### Quoted text
+-------+
Although securing “Financial Aid” for education is still (today) very much part of the Council’s agenda, it has dropped the monetary connection from its name and is now simply known as the Council for Aid to Education (CAE). Just like the old days, CAE’s board of trustees is a mix of foundation and business elites.

For example, notable current CAE trustees include the president of University of Texas at El Paso, Diana Natalicio, who is a trustee of the Rockefeller Foundation; the former president of the University of California System, Richard Atkinson, who is a trustee of the Carnegie Foundation for the Advancement of Teaching; the former president of the University of Wisconsin System, Katharine Lyall, who is a former trustee of the Carnegie Foundation for the Advancement of Teaching; and Citigroup Inc. executive, Lewis B. Kaden, who is the chair of the Markle Foundation, and trustee of the Century Foundation.

Two members of CAE’s board of trustees are even connected to that well-known bastion of eduction, the CIA; as the chancellor of California State University, Charles Reed, currently serves on the CIA’s advisory board; while the president of Arizona State University, Michael Crow, formerly served as a trustee of In-Q-It, Inc. — a venture capital fund that provides technologies to the CIA.

The future of capitalist education is safe in such hands: no wonder that so many students who make it through university remain “convinced that human nature is fundamentally capitalist and antisocial in nature, and that meaningful change is therefore not possible…” [7] This is no accident, and if the “stifling regimen of university” studies does just one thing properly, it is to instill “social incompetence and cynicism” in potentially revolutionary individuals.

Thus I can only agree with Roger Harris who observed:

Social incompetence and an individualistic mentality are acquired in the competitive educational system. Collective action, as opposed to personal status climbing, becomes more difficult as a consequence. Cynicism is learned from doing meaningless assignments and busy work. This serves to negate any serious political thought. As long as the worker does not take himself seriously and is cynical about his world, it does not matter much what his politics are. [8]

Michael Barker is a researcher and activist. His ‘On Corporate Power’ column appears monthly in Ceasefire.
+-------+
### Data extract
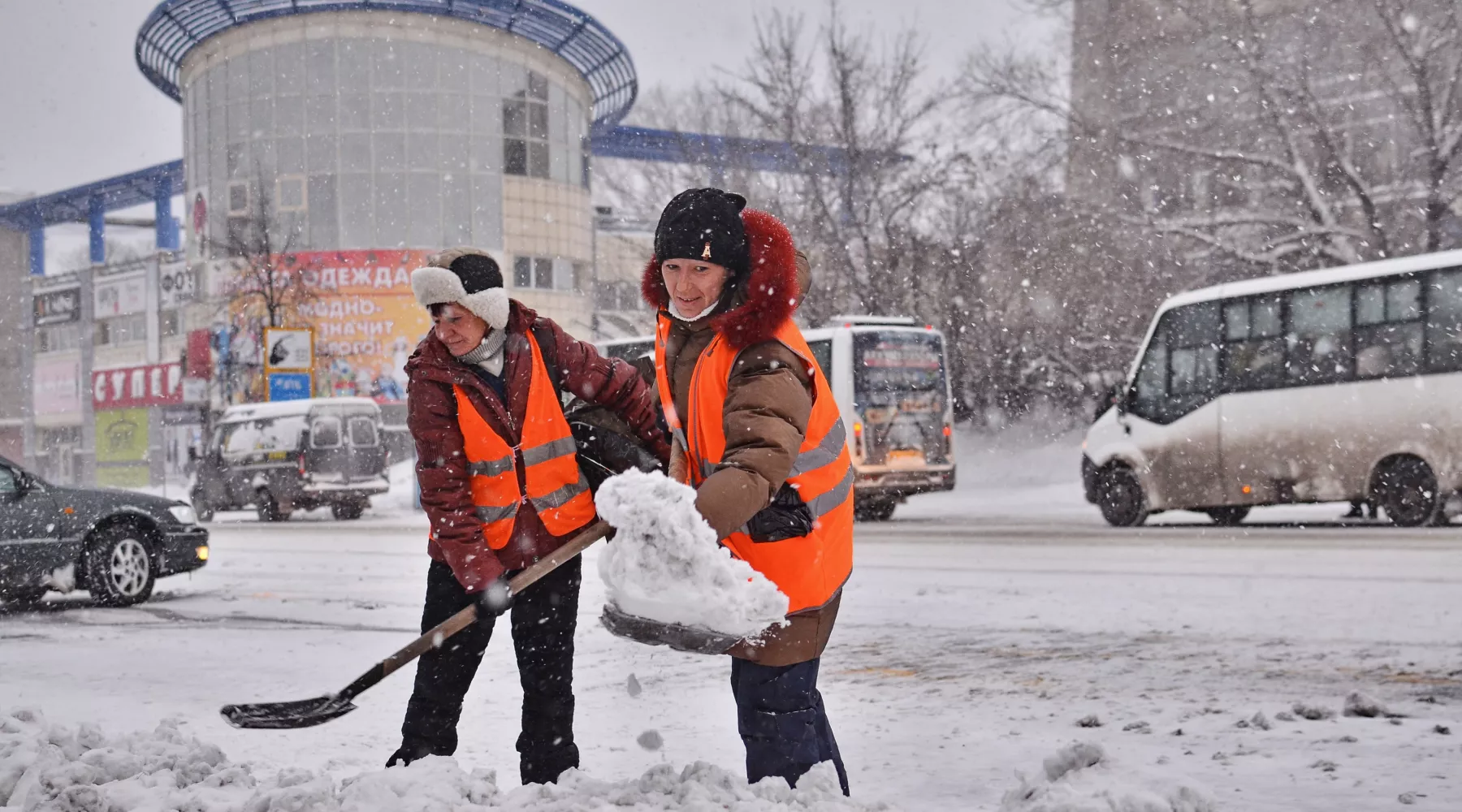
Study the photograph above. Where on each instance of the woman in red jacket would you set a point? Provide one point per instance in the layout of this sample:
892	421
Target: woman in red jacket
493	462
+-------+
### Task to carry out
Please extend the article about the Council for Aid to Education, starting after its final sentence.

### Written answer
REFERENCES:

[1] David Smith, Who Rules the Universities?: An Essay in Class Analysis (Monthly Review Press, 1974), p.62, p.68. Prior to World War II, the main purpose of this tailoring of higher education “was to provide society with an elite of talented investment bankers, lawyers, and government officials.” However, after the war, for social and economic reasons “capitalism was faced with two primary and imperative needs, both of which had existed prior to the war but on a much smaller scale: (1) the need for an educated labor force capable of coping with the sophisticated administrative and research demands of modern, war-oriented capitalism; and (2) the need for the new technical and social knowledge necessary to keep capitalism expansive, stable, and vital. The universities were the ideal institutions for the fulfillment of these goals.” (p.62)

For further criticisms of foundations in the context of universities, see David Horowitz, “Billion Dollar Brains: How Wealth Puts Knowledge in its Pocket,” Ramparts, May 1969; Michael Barker, “Progressive Social Change In The ‘Ivory Tower’? A Critical Reflection on the Evolution of Activist Orientated Research in US Universities,” Swans Commentary, December 1, 2008; Nana Osei-Kofi , “Coercion, Possibility, or Context? Questioning the Role of Private Foundations in American Higher Education,” Discourse: Studies in the Cultural Politics of Education, 31 (1), February 2010, pp.17-28; Kenneth Saltman, The Gift of Education: Public Education and Venture Philanthropy (Palgrave Macmillon, 2011).

[2] Smith, Who Rules the Universities?, p.69. “During the course of the nineteenth century, not more than six foundations had been established; in the first decades of the twentieth century, approximately twelve such foundations were created, with Carnegie and Rockefeller playing pivotal roles in this development.’ In this quicksilver time — the first major period of monopoly formation — the leading capitalists at the head of the corporations ‘began pouring out their millions in the development of this new business, the business of educational philanthropy.’ The results were far-reaching.” (p.95)

[3] Smith, Who Rules the Universities?, p.96. “Between 1893 and 1915, gifts to education were by far the largest single part of overall philanthropy, a total of 43 percent.” (pp.95-6)

“The board of trustees Rockefeller chose for his foundation included most of the leading lights of American higher education at the time: Charles W. Eliot of Harvard, Daniel Colt Gilman of Johns Hopkins, William Rainey Harper of Chicago, David Starr Jordan of Stanford, and Woodrow Wilson of Princeton, among others.” (p.105)

[4] Smith, Who Rules the Universities?, p.117.

[5] Smith, Who Rules the Universities?, p.119. The firm that gave the token sum to Princeton University was the A. P. Smith Manufacturing Company, when the case went to trial in 1951, “on hand to testify for the defense were Abrams of Standard Oil and Irving S. Olds, chairman of U.S. Steel.” (p.120)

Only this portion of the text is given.